--- GIVEN RECORDS ---
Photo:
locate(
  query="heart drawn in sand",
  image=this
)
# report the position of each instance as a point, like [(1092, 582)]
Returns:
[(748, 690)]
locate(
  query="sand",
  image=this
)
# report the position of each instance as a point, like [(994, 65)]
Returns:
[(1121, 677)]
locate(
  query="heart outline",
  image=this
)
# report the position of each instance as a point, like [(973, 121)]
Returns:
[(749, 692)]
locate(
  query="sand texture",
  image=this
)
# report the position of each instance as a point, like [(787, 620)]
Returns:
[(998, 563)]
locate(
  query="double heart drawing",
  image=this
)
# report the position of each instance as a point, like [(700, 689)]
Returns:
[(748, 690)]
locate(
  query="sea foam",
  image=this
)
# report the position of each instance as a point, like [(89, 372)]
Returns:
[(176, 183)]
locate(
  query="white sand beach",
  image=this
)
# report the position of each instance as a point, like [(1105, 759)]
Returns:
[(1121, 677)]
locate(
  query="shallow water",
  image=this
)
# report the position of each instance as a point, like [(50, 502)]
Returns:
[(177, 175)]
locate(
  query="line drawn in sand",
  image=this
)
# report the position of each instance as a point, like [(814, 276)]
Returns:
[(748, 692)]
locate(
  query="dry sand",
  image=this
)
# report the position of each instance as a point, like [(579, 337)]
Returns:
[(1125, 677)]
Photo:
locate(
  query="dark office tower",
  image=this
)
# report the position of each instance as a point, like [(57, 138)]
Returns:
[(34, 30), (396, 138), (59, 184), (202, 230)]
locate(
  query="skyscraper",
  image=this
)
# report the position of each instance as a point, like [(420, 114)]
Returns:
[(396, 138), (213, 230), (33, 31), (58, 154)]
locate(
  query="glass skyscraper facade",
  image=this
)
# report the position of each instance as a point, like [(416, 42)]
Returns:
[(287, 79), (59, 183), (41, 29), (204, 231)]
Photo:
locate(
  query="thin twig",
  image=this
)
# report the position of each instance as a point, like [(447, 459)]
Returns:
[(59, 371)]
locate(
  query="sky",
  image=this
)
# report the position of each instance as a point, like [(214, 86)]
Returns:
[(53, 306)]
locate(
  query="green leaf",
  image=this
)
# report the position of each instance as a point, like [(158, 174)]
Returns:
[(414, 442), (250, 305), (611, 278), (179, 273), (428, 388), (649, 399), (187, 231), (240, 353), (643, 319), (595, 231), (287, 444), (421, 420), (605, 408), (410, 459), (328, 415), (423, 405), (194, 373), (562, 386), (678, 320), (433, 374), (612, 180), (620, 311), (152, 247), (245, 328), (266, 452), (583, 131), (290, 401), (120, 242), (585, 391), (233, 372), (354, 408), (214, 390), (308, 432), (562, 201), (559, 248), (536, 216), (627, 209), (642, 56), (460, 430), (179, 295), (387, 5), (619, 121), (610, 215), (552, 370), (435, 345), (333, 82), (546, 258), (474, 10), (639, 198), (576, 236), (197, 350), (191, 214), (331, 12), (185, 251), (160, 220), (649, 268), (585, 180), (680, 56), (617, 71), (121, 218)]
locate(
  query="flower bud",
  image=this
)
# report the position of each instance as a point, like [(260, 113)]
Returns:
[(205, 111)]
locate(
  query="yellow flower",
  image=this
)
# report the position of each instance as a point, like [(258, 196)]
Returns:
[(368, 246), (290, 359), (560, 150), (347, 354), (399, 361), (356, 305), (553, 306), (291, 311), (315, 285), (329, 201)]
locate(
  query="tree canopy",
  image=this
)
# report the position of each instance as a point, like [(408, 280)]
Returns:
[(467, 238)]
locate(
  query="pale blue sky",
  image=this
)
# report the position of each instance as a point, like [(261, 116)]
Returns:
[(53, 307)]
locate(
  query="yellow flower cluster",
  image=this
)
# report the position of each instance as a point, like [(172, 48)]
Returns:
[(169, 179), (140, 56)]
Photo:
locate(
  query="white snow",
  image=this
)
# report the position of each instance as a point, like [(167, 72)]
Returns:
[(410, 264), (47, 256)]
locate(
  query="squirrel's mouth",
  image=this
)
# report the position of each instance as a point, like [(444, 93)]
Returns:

--- DIRECTIONS FOR THIS TASK ---
Using the data above, reproduce every line exactly.

--- EXPECTED ANSWER ---
Photo:
locate(
  query="heart drawn in sand",
  image=this
)
# report the position of each instance as a point, like [(1092, 582)]
Returns:
[(748, 690)]
locate(
  query="sand",
  image=this
)
# report the position of each instance as a point, like [(994, 65)]
Returns:
[(1121, 677)]
locate(
  query="heart outline",
  image=this
)
# report the position of each instance as a point, like [(973, 121)]
Returns:
[(749, 692)]
locate(
  query="sand texture",
  image=this
)
# report the position of each instance as a point, like [(787, 620)]
Returns:
[(998, 563)]
locate(
  query="double heart drawing",
  image=this
)
# report the position of each instance as a point, like [(700, 689)]
Returns:
[(748, 690)]
locate(
  query="sea foam",
  image=this
)
# report the position of each instance as a point, like [(89, 372)]
Returns:
[(176, 183)]
locate(
  query="white sand beach",
  image=this
)
# report the position of each instance as a point, like [(1105, 759)]
Returns:
[(1121, 677)]
locate(
  query="shallow water",
  image=this
)
# report the position of each instance as a point, like [(50, 502)]
Returns:
[(177, 175)]
locate(
  query="line drawn in sand",
  image=this
)
# report the position of each instance as a point, like [(814, 276)]
Returns:
[(748, 692)]
locate(
  query="dry sand",
  image=this
)
# report the position of each instance as a point, like [(579, 337)]
Returns:
[(1125, 677)]
Photo:
locate(
  query="dark office tower",
  image=this
)
# report the position of each instance as a point, like [(57, 138)]
Returns:
[(34, 30), (396, 138), (59, 184), (202, 230)]
locate(
  query="skyscraper",
  image=this
)
# report the position of each instance as a point, like [(420, 114)]
Returns:
[(396, 138), (213, 230), (33, 31), (58, 154)]
locate(
  query="glass skyscraper facade",
  image=this
)
# report the position of each instance as a point, like [(416, 42)]
Returns:
[(287, 79), (59, 183), (41, 29), (204, 231)]
Photo:
locate(
  query="thin twig",
  image=this
)
# report the position of each instance as a point, like [(447, 459)]
Returns:
[(59, 371)]
locate(
  query="sky",
  image=this
)
# report the position of each instance as a point, like [(214, 86)]
Returns:
[(53, 306)]
locate(
  query="green leaf",
  image=this
)
# report the position of each instance as a point, like [(158, 174)]
Returns:
[(414, 442), (250, 305), (611, 278), (179, 273), (428, 388), (649, 399), (187, 231), (240, 353), (643, 319), (595, 231), (287, 444), (421, 420), (605, 408), (410, 459), (328, 415), (423, 405), (194, 373), (562, 386), (678, 320), (433, 374), (612, 180), (620, 311), (152, 247), (245, 328), (266, 452), (583, 131), (290, 401), (120, 242), (585, 391), (233, 372), (354, 408), (214, 390), (308, 432), (562, 201), (559, 248), (536, 216), (627, 209), (642, 56), (460, 430), (179, 295), (387, 5), (619, 121), (610, 215), (552, 370), (435, 345), (333, 82), (546, 258), (474, 10), (639, 198), (576, 236), (197, 350), (191, 214), (331, 12), (185, 251), (160, 220), (649, 268), (585, 180), (680, 56), (617, 71), (121, 218)]
locate(
  query="flower bud",
  image=this
)
# report the position of each instance as a point, like [(260, 113)]
Returns:
[(205, 111)]
locate(
  query="yellow flower",
  image=this
)
# report the position of each instance as a point, like [(258, 196)]
Returns:
[(368, 246), (290, 359), (560, 150), (347, 354), (399, 361), (356, 305), (553, 306), (291, 311), (315, 285), (329, 201)]
locate(
  query="tree canopy",
  image=this
)
# report the position of each instance as a point, like [(408, 280)]
Returns:
[(467, 238)]
locate(
  query="pale blue sky",
  image=this
)
# report the position of each instance as a point, like [(261, 116)]
Returns:
[(53, 307)]
locate(
  query="yellow flower cluster",
  image=this
)
# report the position of each instance as a point, like [(172, 48)]
Returns:
[(169, 179), (140, 56)]
Photo:
locate(
  query="white snow",
  image=this
)
# report the position of each instance as a point, like [(167, 72)]
Returns:
[(410, 264), (47, 256)]
locate(
  query="squirrel's mouth",
  image=this
)
# report the position of each instance as a point, like [(444, 93)]
Returns:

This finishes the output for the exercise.